─── DOCUMENT SECTION ───
Saturday, February 1, 2014

Joe Wolters Cheats the Angel of Death - Episode #22

By: David L. Morrill
@ Mototique

Joe Wolters
Daniel Statnekov Collection -

I ran across this story while doing research one day. The December 11, 1911 edition of the San Francisco Chronicle newspaper featured this headline:

Needless to say, that one caught my attention, and I set out find out what I could about one of the strangest events in early racing history.

By 1911, Joe Wolters, and his Excelsior Motorcycles teammate Jake De Rosier, were dominating board track races around the country. In December of 1911, Wolters found himself in San Francisco, California competing in a series of races at the newly opened half mile Oakland Motordrome in Elmhurst, CA. The Oakland Motordrome featured a steep 40 degree circular wooden racing surface. These early steeply banked circular tracks were known as "Saucer Tracks", as they looked like large saucers. The motorcycles of the day would hit close to 80 miles per hour on the saucer board tracks.

Oakland Motordrome
San Francisco Chronicle - December 1911

The events held at the Oakland Motordrome on December 10, 1911, featured several motorcycle races, along with a flying exhibitions. Among the flyers featured in the aviation exhibitions was Didier Masson, and his Curtiss Flyer Biplane.
───
» **EXERCISE TASK A**:
Lay out the entries as a numbered list, starting at the line that contains "Target: red fruit box with logo" and running through the last line of the entries. Leave out any blank lines.
─── ENTRIES ───
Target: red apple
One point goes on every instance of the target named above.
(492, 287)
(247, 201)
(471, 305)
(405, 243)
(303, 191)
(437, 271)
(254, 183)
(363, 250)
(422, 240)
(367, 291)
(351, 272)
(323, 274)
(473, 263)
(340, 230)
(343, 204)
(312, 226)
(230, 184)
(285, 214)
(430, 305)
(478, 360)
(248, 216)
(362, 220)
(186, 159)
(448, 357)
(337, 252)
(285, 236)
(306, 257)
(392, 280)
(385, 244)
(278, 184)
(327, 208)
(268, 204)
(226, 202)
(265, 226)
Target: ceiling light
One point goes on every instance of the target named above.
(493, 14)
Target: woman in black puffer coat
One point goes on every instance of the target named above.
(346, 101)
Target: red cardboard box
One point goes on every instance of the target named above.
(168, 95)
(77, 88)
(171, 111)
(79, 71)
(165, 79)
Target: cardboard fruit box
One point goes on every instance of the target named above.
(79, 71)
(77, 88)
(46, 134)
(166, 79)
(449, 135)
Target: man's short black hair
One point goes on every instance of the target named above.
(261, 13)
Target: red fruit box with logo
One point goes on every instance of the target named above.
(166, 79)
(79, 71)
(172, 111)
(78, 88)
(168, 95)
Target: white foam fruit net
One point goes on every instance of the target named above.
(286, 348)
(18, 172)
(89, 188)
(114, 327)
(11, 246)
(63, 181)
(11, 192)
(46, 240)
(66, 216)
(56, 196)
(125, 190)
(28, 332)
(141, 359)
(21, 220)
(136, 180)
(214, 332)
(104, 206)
───
» **EXERCISE TASK B**:
From the Joe Wolters post, repeat word for word the passage that begins at the words "I ran across" and stops after "early racing history.".

» **EXERCISE RESULT A**:
1. Target: red fruit box with logo
2. One point goes on every instance of the target named above.
3. (166, 79)
4. (79, 71)
5. (172, 111)
6. (78, 88)
7. (168, 95)
8. Target: white foam fruit net
9. One point goes on every instance of the target named above.
10. (286, 348)
11. (18, 172)
12. (89, 188)
13. (114, 327)
14. (11, 246)
15. (63, 181)
16. (11, 192)
17. (46, 240)
18. (66, 216)
19. (56, 196)
20. (125, 190)
21. (28, 332)
22. (141, 359)
23. (21, 220)
24. (136, 180)
25. (214, 332)
26. (104, 206)

» **EXERCISE RESULT B**:
I ran across this story while doing research one day. The December 11, 1911 edition of the San Francisco Chronicle newspaper featured this headline:

Needless to say, that one caught my attention, and I set out find out what I could about one of the strangest events in early racing history.